- _WHAT YOU HAVE TO DO_: Reproduce the portion of the poem below starting with "To Carwell, the" and going on through "beloved so late.", keeping every word and mark unchanged.

- _SELECTED EXCERPT_:
══════

WARNING: THERE FOLLOWS LANGUAGE WHICH MAY OFFEND THE DELICATE FLOWERS AMONG YOU!
In `th isle of Britain, long since famous grown
For breeding the best cunts in Christendom,
There reigns, and oh! long may he reign and thrive,
The easiest King and best bred man alive.
Him no ambition moves to get renown
Like the French fool, that wanders up and down
Starving his people, hazarding his crown.
Peace is his aim, his gentleness is such
And love he loves, for he loves fucking much.
Nor are his high desires above his strength:
His scepter and his prick are of length;
And she may sway the one who plays with `th other,
And make him little wiser than his brother.
Poor Prince, thy prick, like buffoons at court,
Will govern thee because it makes thee sport.
`Tis sure the sauciest prick that e`er did swive,
The proudest, peremptoriest prick alive.
Though safety, law, religion life lay on`t,
`Twould break through all to make it`s way to cunt.
Restless he rolls about from whore to whore,
A merry monarch, scandalous and poor.
To Carwell, the most dear of all his dears,
The best relief of his declining years,
Oft he bewails his fortune, and her fate:
To love so well, and be beloved so late.

══════

- _RECORDS SHOWN_:
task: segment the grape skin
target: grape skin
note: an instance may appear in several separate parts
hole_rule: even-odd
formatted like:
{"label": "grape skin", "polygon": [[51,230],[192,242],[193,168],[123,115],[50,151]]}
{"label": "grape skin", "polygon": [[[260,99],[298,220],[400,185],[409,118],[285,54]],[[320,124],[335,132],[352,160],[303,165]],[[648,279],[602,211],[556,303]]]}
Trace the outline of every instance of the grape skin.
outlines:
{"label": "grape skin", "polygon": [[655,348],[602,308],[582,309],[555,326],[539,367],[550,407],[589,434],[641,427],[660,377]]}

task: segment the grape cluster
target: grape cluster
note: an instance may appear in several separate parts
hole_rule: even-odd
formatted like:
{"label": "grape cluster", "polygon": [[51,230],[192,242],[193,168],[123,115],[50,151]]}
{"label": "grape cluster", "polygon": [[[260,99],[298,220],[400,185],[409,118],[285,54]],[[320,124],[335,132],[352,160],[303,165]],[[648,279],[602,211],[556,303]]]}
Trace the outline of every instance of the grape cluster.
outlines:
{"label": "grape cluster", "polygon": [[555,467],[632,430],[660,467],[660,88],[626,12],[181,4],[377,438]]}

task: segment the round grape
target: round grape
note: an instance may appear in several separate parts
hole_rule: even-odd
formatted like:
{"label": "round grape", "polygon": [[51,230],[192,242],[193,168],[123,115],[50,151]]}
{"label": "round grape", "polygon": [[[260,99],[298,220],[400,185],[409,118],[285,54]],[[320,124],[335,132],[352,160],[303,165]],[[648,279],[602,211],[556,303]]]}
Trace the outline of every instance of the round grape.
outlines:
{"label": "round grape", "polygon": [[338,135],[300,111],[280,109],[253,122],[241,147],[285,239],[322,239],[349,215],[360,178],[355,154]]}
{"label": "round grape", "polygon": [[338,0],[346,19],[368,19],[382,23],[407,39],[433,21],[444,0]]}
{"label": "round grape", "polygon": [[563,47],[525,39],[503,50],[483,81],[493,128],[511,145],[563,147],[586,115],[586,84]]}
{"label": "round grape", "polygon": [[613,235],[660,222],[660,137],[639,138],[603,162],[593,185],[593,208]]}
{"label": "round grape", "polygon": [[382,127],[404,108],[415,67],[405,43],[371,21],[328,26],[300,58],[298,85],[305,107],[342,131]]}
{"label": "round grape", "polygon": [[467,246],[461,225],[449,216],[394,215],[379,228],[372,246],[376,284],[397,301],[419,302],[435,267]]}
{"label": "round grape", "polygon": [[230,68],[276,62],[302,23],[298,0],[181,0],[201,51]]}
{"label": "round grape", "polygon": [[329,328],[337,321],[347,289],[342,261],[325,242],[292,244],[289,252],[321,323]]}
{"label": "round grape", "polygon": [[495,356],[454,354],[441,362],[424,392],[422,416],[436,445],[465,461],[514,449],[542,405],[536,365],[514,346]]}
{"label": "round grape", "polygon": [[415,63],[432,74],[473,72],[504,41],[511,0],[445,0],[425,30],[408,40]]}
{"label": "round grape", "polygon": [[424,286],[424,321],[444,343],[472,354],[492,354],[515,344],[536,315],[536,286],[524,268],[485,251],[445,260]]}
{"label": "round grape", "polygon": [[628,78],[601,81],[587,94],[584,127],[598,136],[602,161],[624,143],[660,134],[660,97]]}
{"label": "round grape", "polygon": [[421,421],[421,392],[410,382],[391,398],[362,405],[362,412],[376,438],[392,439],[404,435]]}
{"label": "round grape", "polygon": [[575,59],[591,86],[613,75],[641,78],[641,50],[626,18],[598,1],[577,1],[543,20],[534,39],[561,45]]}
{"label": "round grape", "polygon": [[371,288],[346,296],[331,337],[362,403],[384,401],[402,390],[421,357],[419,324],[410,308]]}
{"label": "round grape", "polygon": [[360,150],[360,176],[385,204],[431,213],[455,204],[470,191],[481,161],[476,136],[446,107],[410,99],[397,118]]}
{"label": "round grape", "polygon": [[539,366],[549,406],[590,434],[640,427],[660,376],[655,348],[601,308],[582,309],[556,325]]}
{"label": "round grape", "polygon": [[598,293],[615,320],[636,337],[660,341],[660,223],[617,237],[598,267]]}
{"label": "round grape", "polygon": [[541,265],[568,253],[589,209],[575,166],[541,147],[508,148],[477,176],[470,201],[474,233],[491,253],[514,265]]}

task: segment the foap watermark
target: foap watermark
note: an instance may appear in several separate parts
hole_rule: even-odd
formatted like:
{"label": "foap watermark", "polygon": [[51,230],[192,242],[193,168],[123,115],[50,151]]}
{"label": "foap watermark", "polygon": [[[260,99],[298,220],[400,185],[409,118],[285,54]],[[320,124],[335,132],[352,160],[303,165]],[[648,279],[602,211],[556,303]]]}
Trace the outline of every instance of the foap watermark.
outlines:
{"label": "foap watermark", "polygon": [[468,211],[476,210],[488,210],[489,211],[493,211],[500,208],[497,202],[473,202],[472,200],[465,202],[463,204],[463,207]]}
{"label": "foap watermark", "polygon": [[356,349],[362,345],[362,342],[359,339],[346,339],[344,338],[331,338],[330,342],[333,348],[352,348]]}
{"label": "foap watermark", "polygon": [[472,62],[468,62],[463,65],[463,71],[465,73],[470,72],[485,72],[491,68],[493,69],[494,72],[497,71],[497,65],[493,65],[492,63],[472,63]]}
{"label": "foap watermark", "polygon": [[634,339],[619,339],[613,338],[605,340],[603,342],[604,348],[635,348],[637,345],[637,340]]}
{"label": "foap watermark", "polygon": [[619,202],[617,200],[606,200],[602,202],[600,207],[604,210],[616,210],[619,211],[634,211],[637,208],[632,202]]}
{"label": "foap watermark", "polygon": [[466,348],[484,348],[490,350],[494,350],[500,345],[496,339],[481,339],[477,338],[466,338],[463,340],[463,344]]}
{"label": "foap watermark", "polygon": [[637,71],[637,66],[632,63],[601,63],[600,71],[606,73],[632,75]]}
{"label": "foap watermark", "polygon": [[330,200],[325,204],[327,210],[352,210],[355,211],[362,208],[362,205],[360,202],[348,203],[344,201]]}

══════

- _REPLY TO THE TASK_:
To Carwell, the most dear of all his dears,
The best relief of his declining years,
Oft he bewails his fortune, and her fate:
To love so well, and be beloved so late.